Telstra must be split up and the chairman must leave: Kohler

As predicted last month, none of the bids for the national broadband network was up to scratch, so the expert panel chucked them all out.

But rather than go to back to Minister Stephen Conroy empty handed, they devised, with the help of Graeme Samuel at the ACCC, a cunning plan: Telstra can end up owning the new fibre network and keep its monopoly, with the Government even helping to fund it and take care of all the planning issues, as long as Telstra splits into two separate companies.

If the Telstra board says no to that, which is unthinkable, the Government will create a new, faster, Telstra that will eat the old Telstra.

It will therefore result in the end of Telstra as we know it, and possibly the end of chairman of Donald McGauchie.

The first signs of that appeared this morning, with reports that Telstra is, indeed, considering splitting. What’s more, McGauchie is said to be leading those efforts, which is the reason for the word “possibly” above.

The reason it is unthinkable for Telstra directors not to take up the Government’s invitation to split the company into two and then jointly upgrade Australia’s telecommunications network to fibre, is that they are already flirting with class actions over their abject and expensive failure to sensibly deal with Australia’s political and regulatory reality; if they fail again, they risk being personally bankrupted by class actions and/or thrown into prison for breaching their director duties.

As I see it (and with the benefit of a few days of Queensland rain to lubricate the synapses) the Government’s announcement last week that the $4.7 billion fibre-to-the-node (FTTN) plan had been superseded by a new $43 billion fibre-to-the-home (FTTH) plan, was both an admission of failure and an offer to Telstra that it can’t refuse.

The FTTN was doomed from the start, for two reasons:

1. As I wrote in July last year (Affordable broadband) it makes no sense to cover regional Australia with fibre to achieve 98% coverage when wireless and satellite would do perfectly well. Accordingly, none of the bidders could make it work.

2. Running fibre only as far as neighbourhood nodes would mean Telstra’s copper network would have to be forcibly switched over to the new network at these nodes, requiring compensation of $20 billion to $30 billion and destroying the viability of any FTTN.

* * * * * * * * *

◆ Given problem A
Revise the entries from the line containing "of the crescent" through the line containing "(724, 1230)", replacing "crescent shaped cookie" with "half-moon cookie" and leaving every other part of those lines unchanged.

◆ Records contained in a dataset
* * * * * * * * *

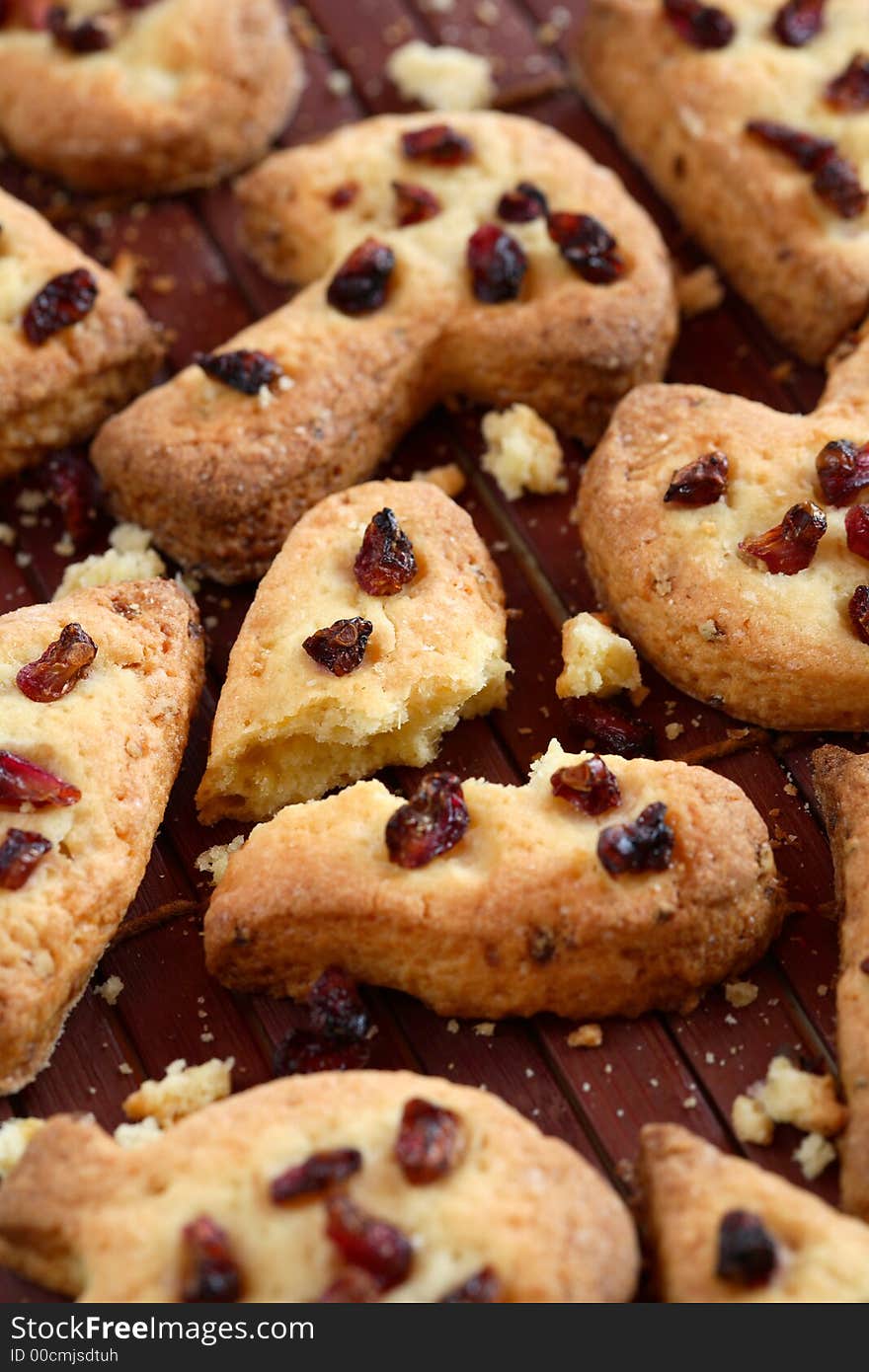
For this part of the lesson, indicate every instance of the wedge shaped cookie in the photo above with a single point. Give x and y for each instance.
(535, 904)
(144, 95)
(425, 284)
(753, 123)
(403, 569)
(73, 347)
(97, 693)
(270, 1196)
(725, 1230)
(729, 542)
(841, 784)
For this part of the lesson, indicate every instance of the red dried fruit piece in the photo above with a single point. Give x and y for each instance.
(384, 563)
(316, 1175)
(699, 483)
(434, 819)
(414, 203)
(21, 852)
(588, 785)
(25, 784)
(368, 1242)
(341, 648)
(430, 1142)
(209, 1268)
(337, 1009)
(246, 370)
(59, 668)
(646, 845)
(790, 546)
(746, 1252)
(62, 302)
(702, 25)
(438, 144)
(359, 285)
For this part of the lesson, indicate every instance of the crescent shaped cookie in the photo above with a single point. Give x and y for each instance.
(97, 693)
(756, 132)
(73, 347)
(358, 1185)
(287, 727)
(146, 98)
(533, 904)
(725, 538)
(416, 294)
(724, 1230)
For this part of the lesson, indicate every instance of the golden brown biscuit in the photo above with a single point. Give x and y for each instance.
(183, 92)
(221, 477)
(682, 112)
(59, 391)
(116, 737)
(520, 914)
(709, 1213)
(99, 1223)
(787, 650)
(841, 784)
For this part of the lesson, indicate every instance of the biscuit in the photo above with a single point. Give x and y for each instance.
(85, 1217)
(770, 1241)
(841, 785)
(682, 113)
(180, 94)
(285, 727)
(59, 391)
(116, 737)
(520, 915)
(774, 649)
(221, 477)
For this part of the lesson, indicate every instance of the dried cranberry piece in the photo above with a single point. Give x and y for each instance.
(699, 483)
(434, 820)
(337, 1009)
(609, 726)
(702, 25)
(368, 1242)
(588, 785)
(59, 668)
(62, 302)
(439, 144)
(521, 204)
(384, 563)
(359, 285)
(746, 1252)
(798, 22)
(209, 1266)
(430, 1142)
(414, 203)
(25, 784)
(790, 546)
(316, 1175)
(20, 854)
(482, 1288)
(646, 845)
(341, 648)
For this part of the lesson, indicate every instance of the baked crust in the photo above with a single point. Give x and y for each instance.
(99, 1223)
(285, 728)
(60, 391)
(771, 649)
(118, 735)
(688, 1185)
(841, 785)
(520, 917)
(221, 479)
(190, 92)
(681, 113)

* * * * * * * * *

◆ Given problem B
In the Telstra commentary, what range of compensation would be required to forcibly switch Telstra's copper network over to the new network at the nodes?

◆ Exercise result A
For this part of the lesson, indicate every instance of the half-moon cookie in the photo above with a single point. Give x and y for each instance.
(97, 693)
(756, 132)
(73, 347)
(358, 1185)
(287, 727)
(146, 98)
(533, 904)
(725, 538)
(416, 294)
(724, 1230)

◆ Exercise result B
$20 billion to $30 billion.